## GOAL OF THE EXERCISE
Reproduce the records word for word, starting at the very beginning and ending at the line that contains "103 0 117 17". Leave the pictures out of your answer.

## DATA TO PROCESS
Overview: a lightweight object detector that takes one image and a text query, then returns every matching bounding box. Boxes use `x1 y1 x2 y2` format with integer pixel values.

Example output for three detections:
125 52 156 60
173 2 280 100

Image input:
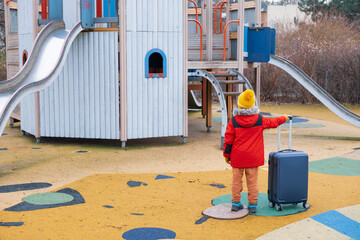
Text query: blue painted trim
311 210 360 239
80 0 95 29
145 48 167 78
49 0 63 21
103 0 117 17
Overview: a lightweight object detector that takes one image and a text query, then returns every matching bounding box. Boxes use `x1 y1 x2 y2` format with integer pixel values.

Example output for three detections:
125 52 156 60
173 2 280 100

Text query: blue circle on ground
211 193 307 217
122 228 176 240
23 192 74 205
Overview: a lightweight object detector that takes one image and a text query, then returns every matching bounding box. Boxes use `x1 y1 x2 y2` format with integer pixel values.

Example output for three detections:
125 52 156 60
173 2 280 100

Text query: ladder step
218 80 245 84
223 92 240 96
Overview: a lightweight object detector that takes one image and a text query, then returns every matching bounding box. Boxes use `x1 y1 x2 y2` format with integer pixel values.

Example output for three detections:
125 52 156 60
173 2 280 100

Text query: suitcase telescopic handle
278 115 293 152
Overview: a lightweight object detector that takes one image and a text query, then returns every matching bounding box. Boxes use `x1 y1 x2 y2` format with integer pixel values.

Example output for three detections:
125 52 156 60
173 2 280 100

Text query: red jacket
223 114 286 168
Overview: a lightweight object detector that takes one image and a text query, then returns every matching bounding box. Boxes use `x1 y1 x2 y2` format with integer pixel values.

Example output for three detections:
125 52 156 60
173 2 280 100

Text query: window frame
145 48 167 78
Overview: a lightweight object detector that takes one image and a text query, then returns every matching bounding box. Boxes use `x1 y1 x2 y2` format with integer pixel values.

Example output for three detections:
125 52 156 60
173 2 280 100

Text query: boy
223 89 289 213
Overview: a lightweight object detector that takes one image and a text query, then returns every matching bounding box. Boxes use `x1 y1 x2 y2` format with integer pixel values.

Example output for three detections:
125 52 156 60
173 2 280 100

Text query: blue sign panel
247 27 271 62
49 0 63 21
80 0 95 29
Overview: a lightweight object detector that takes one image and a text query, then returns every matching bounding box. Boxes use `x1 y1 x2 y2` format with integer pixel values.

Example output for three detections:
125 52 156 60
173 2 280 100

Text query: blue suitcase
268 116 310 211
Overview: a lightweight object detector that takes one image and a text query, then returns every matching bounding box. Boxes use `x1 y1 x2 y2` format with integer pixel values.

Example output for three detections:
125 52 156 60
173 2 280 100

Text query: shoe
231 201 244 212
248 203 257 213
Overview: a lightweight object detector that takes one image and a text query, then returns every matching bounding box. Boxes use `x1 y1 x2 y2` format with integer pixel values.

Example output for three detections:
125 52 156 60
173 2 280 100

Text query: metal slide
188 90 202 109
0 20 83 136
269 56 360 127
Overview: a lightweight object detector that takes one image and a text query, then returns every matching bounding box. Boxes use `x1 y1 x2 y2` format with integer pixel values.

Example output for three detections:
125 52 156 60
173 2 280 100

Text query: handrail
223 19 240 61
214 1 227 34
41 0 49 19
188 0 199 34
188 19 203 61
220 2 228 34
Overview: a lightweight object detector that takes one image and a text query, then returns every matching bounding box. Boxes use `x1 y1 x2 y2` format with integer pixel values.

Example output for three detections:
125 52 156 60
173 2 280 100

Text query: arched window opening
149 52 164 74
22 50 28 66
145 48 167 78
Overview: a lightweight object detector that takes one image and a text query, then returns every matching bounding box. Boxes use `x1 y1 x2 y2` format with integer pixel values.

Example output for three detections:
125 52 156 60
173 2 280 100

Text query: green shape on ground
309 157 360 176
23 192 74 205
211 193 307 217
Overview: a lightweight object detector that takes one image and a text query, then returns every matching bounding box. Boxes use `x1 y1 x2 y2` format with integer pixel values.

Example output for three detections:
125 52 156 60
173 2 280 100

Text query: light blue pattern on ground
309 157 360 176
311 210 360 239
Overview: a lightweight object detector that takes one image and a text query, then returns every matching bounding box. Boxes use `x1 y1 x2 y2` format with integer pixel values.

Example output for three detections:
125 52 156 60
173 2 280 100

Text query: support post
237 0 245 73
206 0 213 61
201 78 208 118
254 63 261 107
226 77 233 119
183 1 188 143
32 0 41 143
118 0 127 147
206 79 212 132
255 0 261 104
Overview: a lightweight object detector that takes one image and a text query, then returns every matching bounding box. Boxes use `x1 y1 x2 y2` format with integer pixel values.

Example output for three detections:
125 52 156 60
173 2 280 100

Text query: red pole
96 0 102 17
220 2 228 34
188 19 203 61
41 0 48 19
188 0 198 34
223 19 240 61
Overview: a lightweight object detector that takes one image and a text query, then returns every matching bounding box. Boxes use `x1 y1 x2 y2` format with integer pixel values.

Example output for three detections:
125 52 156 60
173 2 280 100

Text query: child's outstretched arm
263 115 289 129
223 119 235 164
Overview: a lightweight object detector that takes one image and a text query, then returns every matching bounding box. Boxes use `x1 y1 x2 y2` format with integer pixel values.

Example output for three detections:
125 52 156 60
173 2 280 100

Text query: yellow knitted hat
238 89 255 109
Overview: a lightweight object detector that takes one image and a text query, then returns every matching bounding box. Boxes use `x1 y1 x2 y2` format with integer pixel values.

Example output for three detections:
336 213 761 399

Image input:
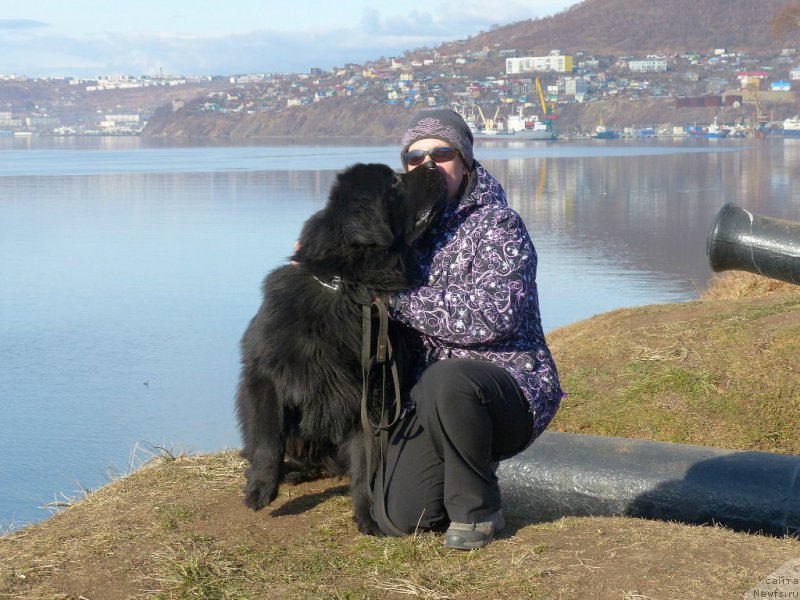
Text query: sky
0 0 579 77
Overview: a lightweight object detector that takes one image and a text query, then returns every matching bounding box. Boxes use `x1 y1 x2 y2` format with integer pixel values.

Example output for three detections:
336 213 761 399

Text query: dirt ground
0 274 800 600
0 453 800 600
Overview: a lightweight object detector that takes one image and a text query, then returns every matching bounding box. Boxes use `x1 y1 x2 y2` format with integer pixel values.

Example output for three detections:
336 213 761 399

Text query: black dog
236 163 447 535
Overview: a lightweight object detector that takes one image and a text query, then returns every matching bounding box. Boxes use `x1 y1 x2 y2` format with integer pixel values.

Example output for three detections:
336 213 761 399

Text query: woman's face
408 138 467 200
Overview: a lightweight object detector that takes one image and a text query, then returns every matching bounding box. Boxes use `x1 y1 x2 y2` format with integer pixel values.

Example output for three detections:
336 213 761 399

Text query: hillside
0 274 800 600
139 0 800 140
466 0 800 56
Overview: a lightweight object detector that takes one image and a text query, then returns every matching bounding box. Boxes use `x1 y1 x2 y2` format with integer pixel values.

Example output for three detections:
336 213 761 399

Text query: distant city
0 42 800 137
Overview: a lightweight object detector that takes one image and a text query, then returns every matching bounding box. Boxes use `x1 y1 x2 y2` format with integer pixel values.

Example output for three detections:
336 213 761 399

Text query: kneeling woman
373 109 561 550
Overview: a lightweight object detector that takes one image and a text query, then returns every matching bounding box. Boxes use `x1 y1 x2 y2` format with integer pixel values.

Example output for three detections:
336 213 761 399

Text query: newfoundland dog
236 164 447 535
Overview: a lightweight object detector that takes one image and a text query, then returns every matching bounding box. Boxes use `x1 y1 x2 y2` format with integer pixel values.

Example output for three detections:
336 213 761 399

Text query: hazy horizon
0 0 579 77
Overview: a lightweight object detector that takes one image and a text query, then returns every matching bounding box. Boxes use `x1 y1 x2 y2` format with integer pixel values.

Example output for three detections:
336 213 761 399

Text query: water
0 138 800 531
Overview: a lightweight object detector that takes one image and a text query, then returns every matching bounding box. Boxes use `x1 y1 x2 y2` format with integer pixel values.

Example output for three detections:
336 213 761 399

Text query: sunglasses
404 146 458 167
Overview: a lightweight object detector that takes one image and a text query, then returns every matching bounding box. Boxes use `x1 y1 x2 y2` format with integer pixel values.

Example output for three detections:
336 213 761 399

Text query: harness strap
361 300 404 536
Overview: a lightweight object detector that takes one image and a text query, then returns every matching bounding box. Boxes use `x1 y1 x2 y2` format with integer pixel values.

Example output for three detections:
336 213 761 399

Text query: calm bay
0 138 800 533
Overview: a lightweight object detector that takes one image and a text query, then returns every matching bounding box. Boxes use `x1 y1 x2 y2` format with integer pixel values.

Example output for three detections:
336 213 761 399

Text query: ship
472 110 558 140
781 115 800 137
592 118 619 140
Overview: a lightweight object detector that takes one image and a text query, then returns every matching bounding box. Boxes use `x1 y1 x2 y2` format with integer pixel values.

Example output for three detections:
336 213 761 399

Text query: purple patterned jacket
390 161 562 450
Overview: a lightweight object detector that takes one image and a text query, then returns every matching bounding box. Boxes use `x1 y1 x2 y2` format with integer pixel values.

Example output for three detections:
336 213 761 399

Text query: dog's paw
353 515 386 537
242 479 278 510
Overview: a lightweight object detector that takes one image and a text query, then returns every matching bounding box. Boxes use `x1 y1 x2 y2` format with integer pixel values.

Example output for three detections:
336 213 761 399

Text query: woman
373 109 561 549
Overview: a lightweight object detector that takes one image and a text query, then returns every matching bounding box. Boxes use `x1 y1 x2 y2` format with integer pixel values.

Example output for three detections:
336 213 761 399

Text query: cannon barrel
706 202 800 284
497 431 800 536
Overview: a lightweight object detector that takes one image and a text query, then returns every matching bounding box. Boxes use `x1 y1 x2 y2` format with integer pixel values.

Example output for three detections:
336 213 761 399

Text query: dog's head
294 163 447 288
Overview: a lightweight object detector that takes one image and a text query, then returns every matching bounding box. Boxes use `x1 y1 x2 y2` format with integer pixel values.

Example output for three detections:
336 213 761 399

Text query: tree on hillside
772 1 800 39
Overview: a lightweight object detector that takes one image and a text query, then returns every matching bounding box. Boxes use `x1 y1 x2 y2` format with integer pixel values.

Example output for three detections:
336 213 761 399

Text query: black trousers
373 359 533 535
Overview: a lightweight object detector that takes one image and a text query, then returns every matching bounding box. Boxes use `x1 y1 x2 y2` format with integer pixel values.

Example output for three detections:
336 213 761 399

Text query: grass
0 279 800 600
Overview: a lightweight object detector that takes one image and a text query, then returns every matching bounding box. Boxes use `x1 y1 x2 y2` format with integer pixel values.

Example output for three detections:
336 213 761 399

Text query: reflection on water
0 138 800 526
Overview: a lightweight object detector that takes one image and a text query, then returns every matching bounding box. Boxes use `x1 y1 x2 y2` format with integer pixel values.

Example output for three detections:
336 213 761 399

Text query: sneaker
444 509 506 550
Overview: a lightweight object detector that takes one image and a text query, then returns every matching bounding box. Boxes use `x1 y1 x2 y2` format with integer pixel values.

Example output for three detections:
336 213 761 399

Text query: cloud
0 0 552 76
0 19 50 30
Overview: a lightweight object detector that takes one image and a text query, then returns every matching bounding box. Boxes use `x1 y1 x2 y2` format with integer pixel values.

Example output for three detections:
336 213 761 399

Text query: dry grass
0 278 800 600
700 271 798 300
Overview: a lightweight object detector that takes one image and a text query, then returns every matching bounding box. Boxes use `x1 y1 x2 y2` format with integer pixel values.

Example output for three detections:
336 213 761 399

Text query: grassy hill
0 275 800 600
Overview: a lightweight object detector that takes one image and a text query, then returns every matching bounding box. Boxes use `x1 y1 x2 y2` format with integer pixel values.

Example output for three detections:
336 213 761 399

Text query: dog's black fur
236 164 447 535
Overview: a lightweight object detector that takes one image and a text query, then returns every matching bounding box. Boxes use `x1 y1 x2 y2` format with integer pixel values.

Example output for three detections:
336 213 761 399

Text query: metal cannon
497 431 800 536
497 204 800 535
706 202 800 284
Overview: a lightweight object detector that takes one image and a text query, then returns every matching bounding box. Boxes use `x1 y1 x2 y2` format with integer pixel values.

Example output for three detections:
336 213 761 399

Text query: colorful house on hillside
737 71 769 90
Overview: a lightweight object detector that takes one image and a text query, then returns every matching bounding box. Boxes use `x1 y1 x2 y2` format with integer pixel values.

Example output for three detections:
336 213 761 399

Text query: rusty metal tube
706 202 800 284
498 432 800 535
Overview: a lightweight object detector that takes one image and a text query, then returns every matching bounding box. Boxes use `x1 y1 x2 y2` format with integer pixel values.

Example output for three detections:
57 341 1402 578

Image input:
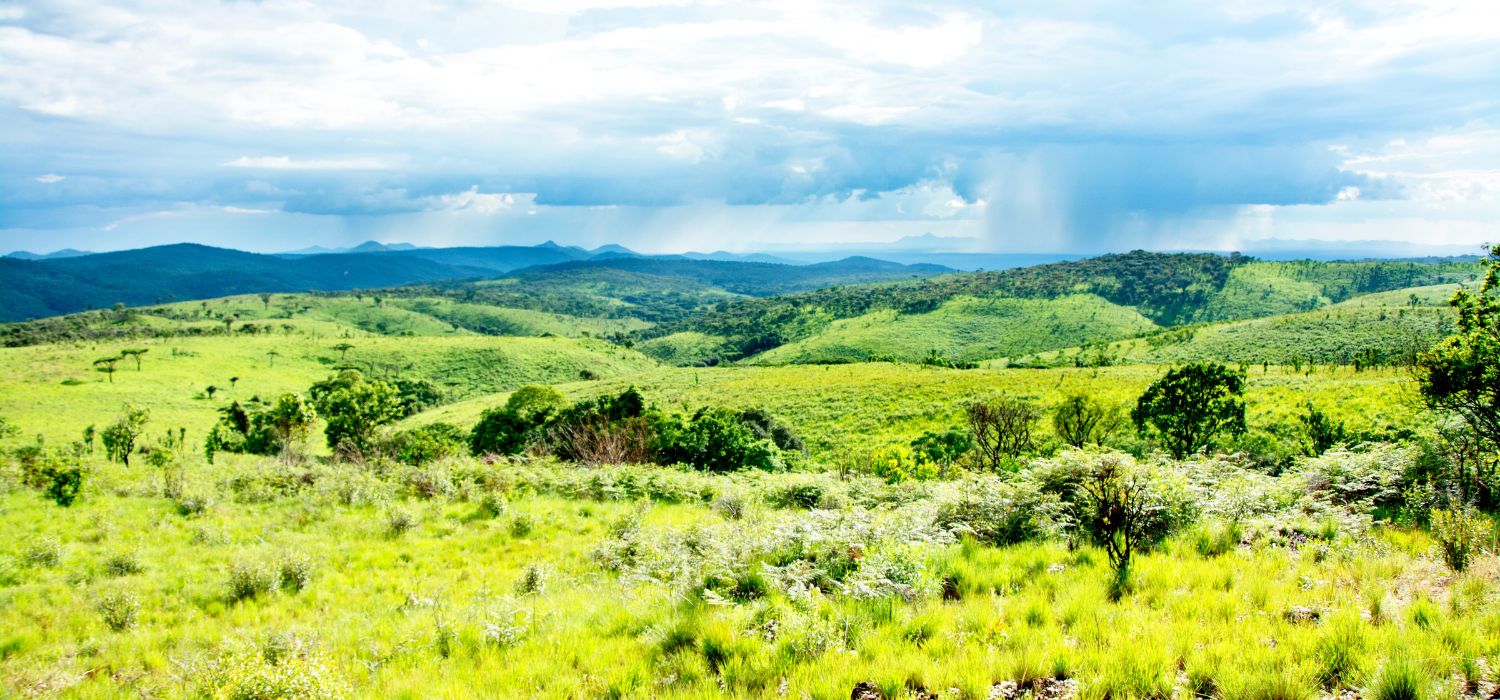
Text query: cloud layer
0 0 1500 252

## IN RESPONSE
Overview: a lightweight object detector that takes one image and a text query, then returns every matching bounding box. Boxes use `x1 y1 x2 y2` format with integer pixel values.

Example output for three detections:
125 52 156 60
173 2 280 100

Image input:
Text query: blue painted trim
311 210 360 239
80 0 95 29
145 48 167 78
49 0 63 21
103 0 117 17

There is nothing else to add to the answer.